● **Brief**
Pull out every line below that contains the word "like".

● **Entries shown**
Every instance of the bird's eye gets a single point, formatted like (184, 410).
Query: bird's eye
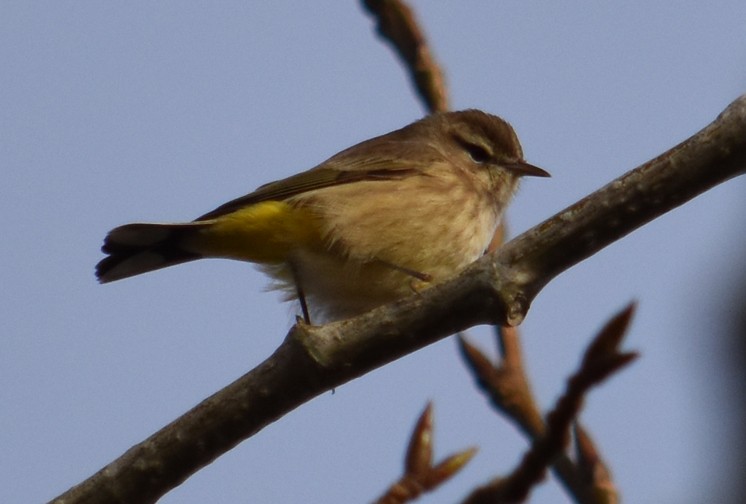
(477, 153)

--

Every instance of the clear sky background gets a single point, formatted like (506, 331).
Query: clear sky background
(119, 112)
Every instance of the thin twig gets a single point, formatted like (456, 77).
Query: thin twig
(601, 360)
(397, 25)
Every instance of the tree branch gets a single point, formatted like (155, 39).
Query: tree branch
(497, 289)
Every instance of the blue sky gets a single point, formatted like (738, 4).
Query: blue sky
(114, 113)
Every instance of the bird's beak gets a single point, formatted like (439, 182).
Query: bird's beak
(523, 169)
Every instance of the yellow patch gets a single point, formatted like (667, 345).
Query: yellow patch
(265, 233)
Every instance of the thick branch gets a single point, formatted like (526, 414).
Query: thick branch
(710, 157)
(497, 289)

● **Answer to the exercise**
Every instance of the bird's eye gets a single point, formatted like (184, 410).
Every instance of the clear sky background gets a single point, formatted like (506, 331).
Every instance of the thin twig gets a single point, formatted like (456, 77).
Every instance of the tree branch gets a single point, formatted like (155, 39).
Every instance of the blue sky gets a single point, formatted like (738, 4).
Every instance of the bird's beak gets a single point, formatted like (439, 182).
Every instance of the yellow patch gets a single point, formatted like (667, 345).
Every instance of the thick branch gets a single point, formatted like (526, 414).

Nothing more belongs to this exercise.